Monday, July 09, 2007

Recently eWeek carried an article Offshoring 2.0: The Post-India World - "Experts agree that India will soon no longer be the biggest offshoring center". I found the article to be baseless, shallow and far from truth. With the world economy (and Indian economy) growing for last 3 years at a stretch, many people want to stand away from the crowd and become instant doom sayers. It is sad eWeek wants to join the bandwagon of Prophets of Doom.

The article doesn't name the experts who say it is doomed or the studies other than the one by its sister organization IDC on a study of cities worldwide. Let me substantiate my views with our experience in Vishwak.

The article talks about increase in salaries as a primary (and only) reason for this, so let me take that up first:

  1. Faster career growth - No doubt the Salary in India is increasing day by day. We have seen our salary outflow doubling in the last 24-36 months (this is apart from our Team Strength Increase). Just this raw data can be very misleading here and you can easily portray doom from this. Dig deeper and you will find this. We have found our people to be more ambitious than in the past, taken up more responsibility and grown up in their career. So we have been able to get better billing rates for the same person, obviously you don't want Person "A" to keep earning the same money for the company year on year. You want it to increase. This is more than productivity increase I am talking here, I am talking about a Software Engineer, becoming a Module Lead, Project Lead, Project Manager and so on. Here Indian IT companies have mastered the balance between career growth to technology training and hands on experience. It has taken Indian IT companies more than 2 decades to reach here. I doubt whether China or Vietnam or East Europe can come to this level instantly. No doubt one day they will come here, but it will take them atleast 5 to 10 years and by then Indian IT companies would have leap-frogged to the next level.

■ **Dataset content**
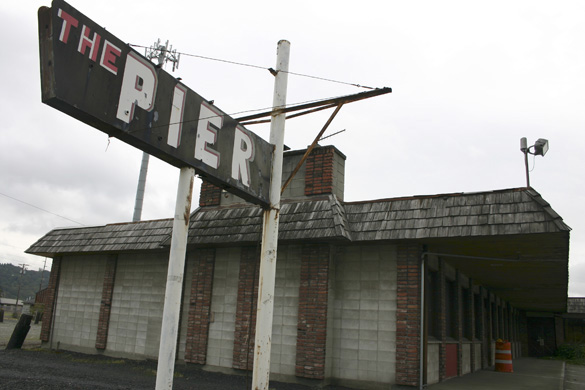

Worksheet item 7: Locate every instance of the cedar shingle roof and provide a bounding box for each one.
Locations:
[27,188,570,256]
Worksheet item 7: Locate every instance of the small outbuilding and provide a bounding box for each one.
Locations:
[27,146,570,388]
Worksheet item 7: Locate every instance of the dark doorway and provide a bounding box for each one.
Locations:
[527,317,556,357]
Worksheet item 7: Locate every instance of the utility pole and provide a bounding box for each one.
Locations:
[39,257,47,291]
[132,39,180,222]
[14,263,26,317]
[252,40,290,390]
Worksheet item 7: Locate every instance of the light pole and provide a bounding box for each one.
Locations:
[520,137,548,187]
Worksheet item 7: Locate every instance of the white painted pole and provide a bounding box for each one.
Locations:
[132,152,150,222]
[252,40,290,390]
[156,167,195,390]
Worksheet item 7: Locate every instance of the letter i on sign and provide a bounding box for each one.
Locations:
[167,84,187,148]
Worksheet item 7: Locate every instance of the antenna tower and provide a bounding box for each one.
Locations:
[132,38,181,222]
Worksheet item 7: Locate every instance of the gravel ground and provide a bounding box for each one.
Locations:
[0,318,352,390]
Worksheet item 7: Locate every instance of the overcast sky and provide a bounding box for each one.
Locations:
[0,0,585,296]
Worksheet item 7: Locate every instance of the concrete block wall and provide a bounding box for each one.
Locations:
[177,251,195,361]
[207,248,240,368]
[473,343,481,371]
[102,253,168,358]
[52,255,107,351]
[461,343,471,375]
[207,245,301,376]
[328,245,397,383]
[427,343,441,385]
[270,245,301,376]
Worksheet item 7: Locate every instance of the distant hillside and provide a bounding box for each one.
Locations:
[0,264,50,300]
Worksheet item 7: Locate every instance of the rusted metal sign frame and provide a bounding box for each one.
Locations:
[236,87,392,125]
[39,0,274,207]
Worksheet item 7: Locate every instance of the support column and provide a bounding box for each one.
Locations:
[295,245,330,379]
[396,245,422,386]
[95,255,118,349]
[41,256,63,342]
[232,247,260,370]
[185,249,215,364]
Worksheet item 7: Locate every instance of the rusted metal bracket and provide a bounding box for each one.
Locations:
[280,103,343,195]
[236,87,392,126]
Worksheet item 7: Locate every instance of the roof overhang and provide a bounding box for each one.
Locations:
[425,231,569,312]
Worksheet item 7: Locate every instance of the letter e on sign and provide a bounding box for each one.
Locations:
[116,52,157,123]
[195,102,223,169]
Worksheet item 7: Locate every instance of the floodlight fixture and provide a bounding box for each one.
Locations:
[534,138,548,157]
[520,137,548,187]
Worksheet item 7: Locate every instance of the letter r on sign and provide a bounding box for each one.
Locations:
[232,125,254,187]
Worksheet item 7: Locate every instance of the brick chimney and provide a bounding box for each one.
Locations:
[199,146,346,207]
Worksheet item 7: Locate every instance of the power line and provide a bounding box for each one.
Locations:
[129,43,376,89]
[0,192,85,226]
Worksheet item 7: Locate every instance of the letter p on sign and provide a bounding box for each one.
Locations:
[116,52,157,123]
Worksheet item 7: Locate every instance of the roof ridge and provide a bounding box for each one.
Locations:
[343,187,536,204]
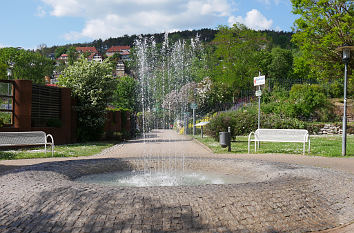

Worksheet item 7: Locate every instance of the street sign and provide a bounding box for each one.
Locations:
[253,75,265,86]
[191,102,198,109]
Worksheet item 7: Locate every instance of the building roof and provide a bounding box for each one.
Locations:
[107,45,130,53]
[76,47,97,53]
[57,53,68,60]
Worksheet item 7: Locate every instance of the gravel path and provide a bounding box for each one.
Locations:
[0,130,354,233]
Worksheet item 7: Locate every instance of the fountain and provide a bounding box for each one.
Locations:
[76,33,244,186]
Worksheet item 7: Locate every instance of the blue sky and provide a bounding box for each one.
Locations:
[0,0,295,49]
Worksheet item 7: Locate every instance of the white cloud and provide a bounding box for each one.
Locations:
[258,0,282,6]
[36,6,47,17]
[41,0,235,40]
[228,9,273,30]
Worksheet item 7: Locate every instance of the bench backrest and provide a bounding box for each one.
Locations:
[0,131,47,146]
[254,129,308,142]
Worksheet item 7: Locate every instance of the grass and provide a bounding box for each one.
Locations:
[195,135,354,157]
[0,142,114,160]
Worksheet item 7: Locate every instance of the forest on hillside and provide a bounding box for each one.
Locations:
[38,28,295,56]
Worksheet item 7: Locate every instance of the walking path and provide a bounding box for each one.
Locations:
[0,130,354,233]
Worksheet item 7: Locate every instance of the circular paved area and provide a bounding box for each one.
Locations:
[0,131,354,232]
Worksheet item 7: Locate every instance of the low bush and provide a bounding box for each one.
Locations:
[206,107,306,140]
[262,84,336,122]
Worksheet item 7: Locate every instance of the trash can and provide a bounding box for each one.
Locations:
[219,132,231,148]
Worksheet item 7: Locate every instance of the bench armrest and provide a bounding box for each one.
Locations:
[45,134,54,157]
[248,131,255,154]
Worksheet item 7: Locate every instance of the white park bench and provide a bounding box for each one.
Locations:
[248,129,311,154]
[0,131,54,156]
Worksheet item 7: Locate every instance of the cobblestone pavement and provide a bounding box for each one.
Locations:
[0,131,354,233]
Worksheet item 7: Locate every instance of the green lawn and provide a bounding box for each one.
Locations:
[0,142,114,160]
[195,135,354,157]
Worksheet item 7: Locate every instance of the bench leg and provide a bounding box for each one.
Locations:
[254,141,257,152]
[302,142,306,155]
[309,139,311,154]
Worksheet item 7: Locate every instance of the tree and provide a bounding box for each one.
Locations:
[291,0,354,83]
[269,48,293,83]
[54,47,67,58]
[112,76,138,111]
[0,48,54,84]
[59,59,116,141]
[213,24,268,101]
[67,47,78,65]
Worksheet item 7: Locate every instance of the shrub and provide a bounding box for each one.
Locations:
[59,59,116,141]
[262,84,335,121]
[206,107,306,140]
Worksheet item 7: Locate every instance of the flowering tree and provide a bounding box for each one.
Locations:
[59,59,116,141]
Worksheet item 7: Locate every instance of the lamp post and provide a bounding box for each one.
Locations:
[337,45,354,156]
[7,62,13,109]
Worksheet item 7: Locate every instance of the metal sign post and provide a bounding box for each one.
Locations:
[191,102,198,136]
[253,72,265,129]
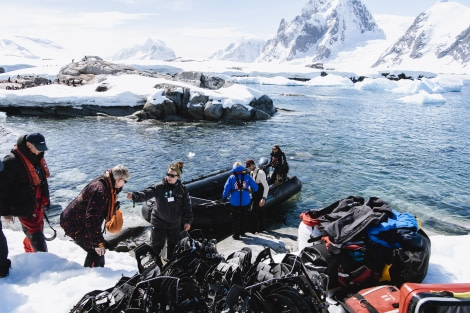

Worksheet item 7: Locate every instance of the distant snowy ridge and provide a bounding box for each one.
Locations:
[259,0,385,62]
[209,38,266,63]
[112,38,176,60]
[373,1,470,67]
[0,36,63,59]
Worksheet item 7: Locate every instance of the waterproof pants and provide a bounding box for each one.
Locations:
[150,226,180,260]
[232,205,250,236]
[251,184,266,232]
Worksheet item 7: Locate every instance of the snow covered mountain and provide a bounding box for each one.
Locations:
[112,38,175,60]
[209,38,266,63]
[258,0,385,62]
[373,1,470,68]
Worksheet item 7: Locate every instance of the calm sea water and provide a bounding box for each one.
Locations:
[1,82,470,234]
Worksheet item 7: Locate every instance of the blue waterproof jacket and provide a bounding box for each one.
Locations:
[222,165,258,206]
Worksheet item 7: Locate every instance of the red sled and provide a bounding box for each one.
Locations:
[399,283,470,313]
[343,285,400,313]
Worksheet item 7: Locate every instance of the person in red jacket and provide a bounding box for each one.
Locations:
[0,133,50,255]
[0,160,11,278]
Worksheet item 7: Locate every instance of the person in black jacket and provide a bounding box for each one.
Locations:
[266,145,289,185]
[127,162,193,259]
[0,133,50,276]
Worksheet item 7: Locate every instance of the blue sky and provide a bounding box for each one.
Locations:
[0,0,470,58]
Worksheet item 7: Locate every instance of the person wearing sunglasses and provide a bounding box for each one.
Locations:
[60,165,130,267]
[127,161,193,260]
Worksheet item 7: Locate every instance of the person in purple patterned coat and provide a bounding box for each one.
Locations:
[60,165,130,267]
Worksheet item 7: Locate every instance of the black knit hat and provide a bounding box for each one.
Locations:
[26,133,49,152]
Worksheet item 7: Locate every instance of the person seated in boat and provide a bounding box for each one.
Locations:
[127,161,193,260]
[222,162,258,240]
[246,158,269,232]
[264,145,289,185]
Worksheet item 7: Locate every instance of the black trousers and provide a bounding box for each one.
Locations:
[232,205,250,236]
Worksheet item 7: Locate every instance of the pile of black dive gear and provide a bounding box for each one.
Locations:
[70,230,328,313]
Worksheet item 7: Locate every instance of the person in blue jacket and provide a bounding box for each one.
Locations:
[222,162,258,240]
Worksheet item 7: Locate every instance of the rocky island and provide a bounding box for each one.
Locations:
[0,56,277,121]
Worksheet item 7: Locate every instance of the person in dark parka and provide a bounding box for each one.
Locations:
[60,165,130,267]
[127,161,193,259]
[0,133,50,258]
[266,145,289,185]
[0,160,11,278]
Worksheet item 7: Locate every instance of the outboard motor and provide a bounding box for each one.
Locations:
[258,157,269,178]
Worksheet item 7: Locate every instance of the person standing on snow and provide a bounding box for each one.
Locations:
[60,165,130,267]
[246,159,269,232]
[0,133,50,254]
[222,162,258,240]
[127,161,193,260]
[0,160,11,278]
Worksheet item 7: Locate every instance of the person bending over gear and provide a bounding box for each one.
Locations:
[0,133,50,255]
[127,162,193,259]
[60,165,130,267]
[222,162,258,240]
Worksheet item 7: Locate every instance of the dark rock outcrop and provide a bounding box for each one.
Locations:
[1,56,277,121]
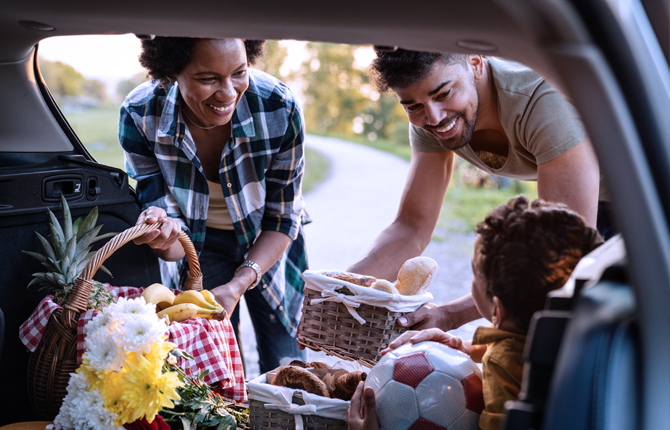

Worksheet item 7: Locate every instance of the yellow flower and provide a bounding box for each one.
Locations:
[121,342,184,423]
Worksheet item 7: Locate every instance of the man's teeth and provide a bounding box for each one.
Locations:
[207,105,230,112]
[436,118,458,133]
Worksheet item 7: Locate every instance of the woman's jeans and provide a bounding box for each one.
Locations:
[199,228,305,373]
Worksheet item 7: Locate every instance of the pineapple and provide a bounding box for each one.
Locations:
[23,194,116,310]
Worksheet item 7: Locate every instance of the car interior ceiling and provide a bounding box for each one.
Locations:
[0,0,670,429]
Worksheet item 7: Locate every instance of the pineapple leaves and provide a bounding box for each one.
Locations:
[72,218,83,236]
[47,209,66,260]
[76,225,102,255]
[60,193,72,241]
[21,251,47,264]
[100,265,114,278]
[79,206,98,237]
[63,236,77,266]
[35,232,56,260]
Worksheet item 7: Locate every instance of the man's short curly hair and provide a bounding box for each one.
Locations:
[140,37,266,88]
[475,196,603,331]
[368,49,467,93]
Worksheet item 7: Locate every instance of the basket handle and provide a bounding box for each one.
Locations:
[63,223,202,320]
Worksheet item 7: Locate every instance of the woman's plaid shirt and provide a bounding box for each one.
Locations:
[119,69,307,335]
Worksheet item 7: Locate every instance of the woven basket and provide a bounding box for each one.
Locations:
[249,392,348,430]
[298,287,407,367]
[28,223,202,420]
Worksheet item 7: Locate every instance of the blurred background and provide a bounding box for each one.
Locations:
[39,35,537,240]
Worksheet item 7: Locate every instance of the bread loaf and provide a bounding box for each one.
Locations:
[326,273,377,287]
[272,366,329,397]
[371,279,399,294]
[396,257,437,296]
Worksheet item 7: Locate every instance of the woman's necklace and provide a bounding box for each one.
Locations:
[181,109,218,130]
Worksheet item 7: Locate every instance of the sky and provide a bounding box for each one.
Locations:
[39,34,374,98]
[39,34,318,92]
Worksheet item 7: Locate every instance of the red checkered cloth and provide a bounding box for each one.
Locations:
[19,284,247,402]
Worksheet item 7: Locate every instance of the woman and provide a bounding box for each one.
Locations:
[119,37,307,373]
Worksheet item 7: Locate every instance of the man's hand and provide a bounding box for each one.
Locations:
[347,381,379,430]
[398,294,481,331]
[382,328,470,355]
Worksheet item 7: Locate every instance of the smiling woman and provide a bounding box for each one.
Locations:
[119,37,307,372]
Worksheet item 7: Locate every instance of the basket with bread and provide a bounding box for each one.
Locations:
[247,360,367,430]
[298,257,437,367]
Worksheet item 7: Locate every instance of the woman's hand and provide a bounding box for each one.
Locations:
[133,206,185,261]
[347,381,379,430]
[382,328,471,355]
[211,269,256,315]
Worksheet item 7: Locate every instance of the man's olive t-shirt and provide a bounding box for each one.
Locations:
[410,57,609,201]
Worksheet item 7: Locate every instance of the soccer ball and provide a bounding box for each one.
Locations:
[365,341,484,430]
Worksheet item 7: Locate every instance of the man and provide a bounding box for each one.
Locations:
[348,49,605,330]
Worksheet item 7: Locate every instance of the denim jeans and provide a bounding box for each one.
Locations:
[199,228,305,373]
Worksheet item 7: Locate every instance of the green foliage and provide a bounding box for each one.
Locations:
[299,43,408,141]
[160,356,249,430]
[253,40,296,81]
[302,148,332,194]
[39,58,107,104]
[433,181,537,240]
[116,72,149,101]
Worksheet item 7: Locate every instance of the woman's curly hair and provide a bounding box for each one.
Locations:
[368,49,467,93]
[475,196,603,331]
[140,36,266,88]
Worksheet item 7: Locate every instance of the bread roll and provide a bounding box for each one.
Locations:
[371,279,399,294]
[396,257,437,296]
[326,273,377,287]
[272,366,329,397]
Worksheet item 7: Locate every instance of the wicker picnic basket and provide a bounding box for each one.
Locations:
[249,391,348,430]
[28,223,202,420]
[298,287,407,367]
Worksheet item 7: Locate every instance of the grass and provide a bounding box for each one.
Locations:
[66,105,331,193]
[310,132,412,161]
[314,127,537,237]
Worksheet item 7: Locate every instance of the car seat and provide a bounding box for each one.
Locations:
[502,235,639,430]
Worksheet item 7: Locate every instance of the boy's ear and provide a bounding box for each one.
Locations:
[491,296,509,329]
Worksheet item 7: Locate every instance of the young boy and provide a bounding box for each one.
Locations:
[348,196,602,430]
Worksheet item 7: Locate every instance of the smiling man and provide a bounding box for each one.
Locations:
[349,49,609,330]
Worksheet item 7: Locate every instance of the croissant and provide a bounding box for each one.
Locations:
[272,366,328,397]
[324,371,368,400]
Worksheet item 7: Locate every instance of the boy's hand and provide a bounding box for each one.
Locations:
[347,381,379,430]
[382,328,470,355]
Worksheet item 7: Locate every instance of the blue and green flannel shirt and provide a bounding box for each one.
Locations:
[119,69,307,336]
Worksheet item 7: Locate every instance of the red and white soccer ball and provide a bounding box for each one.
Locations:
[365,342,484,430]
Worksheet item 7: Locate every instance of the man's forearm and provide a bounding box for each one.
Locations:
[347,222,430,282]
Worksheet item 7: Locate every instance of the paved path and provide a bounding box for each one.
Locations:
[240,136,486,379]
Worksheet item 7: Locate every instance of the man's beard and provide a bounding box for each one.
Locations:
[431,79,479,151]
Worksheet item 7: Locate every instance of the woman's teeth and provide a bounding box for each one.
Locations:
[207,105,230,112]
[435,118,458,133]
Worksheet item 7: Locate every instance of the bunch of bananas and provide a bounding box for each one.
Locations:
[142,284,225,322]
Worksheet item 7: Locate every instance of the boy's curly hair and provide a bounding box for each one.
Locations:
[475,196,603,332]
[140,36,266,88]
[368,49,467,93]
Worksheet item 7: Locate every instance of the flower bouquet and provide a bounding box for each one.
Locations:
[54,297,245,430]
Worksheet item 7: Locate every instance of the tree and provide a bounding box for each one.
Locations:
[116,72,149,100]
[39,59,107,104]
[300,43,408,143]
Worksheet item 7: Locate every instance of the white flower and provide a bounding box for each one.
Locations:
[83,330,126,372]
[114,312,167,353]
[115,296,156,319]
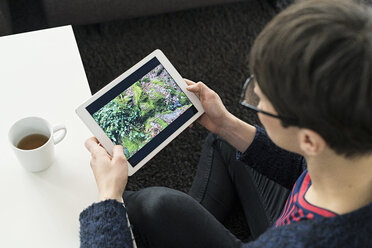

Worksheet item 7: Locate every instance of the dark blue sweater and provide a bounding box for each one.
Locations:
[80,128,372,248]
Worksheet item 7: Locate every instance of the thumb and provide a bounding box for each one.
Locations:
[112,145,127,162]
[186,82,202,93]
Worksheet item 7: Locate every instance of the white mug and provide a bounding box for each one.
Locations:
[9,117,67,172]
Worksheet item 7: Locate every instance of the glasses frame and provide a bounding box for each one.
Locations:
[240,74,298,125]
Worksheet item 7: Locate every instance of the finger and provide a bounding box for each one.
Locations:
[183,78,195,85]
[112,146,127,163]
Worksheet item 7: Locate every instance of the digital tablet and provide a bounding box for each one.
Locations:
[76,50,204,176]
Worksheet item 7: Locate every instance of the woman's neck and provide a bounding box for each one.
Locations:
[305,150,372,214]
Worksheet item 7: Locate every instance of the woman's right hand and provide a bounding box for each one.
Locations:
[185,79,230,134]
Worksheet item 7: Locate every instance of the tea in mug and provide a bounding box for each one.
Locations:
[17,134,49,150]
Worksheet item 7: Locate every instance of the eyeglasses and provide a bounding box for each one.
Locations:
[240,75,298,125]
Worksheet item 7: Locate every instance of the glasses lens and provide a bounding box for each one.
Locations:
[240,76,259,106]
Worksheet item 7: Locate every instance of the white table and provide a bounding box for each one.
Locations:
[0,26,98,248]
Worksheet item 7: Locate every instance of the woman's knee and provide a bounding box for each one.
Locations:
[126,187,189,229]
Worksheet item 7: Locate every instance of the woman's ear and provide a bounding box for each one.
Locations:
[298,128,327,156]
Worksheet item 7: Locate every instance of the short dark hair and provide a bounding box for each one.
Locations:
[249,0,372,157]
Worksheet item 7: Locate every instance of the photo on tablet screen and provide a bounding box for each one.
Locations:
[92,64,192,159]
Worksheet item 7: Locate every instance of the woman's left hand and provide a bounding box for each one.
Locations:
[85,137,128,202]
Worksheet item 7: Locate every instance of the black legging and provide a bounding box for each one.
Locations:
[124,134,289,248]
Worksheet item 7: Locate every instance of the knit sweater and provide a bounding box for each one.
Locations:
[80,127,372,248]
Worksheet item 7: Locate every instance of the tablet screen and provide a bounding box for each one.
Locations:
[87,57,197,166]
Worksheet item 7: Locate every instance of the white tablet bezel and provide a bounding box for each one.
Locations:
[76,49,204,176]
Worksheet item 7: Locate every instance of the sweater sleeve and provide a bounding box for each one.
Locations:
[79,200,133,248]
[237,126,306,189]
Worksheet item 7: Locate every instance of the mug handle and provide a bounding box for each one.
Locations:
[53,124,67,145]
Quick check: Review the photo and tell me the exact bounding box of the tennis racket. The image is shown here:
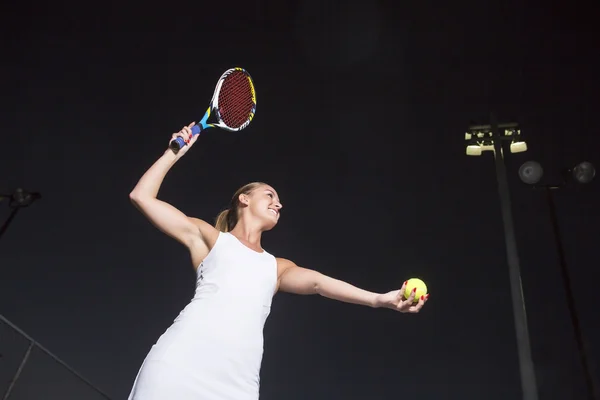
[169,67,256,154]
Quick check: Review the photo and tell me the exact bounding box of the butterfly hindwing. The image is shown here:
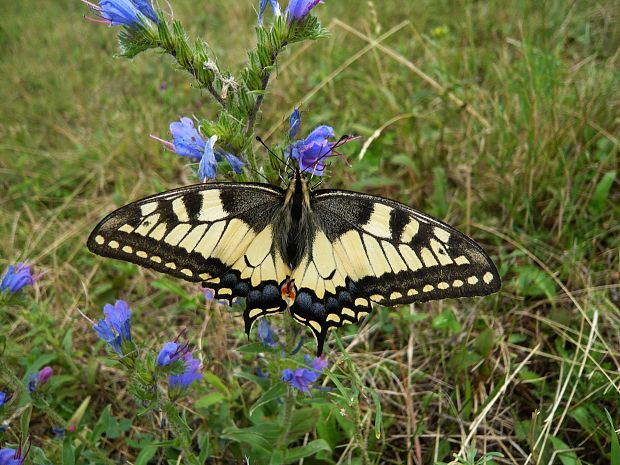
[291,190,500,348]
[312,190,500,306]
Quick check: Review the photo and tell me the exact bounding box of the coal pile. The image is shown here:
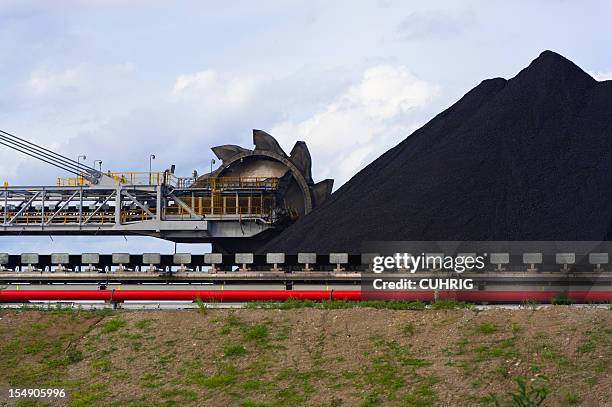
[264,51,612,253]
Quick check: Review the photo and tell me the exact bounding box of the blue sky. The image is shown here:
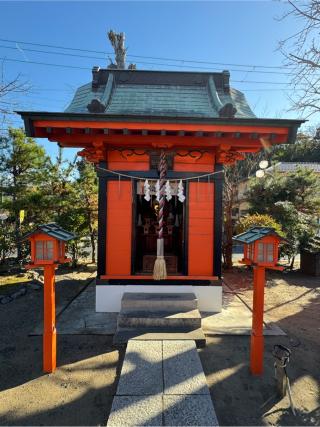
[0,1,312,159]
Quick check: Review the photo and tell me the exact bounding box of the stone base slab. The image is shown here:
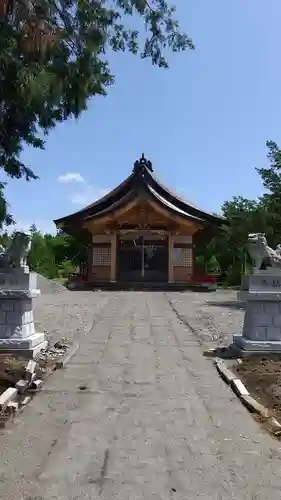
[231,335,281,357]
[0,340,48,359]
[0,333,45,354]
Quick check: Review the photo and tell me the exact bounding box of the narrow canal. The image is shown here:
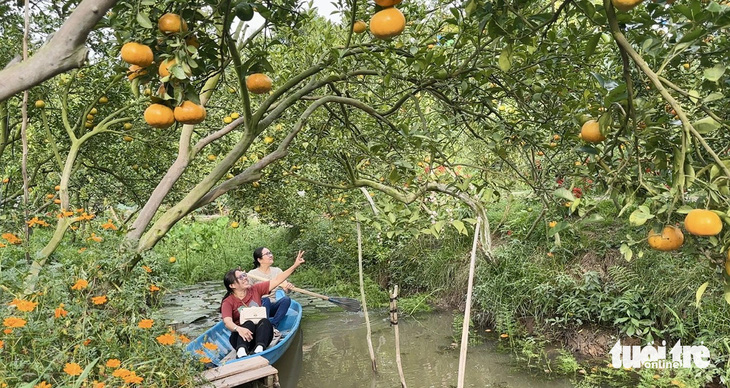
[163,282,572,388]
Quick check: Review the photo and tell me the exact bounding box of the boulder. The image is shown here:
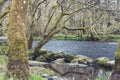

■ **What the task asks**
Please write out the passage of the post on India's offshoring future between "Monday, July 09, 2007" and "Prophets of Doom.", inclusive.

■ **Reply to the exercise**
Monday, July 09, 2007

Recently eWeek carried an article Offshoring 2.0: The Post-India World - "Experts agree that India will soon no longer be the biggest offshoring center". I found the article to be baseless, shallow and far from truth. With the world economy (and Indian economy) growing for last 3 years at a stretch, many people want to stand away from the crowd and become instant doom sayers. It is sad eWeek wants to join the bandwagon of Prophets of Doom.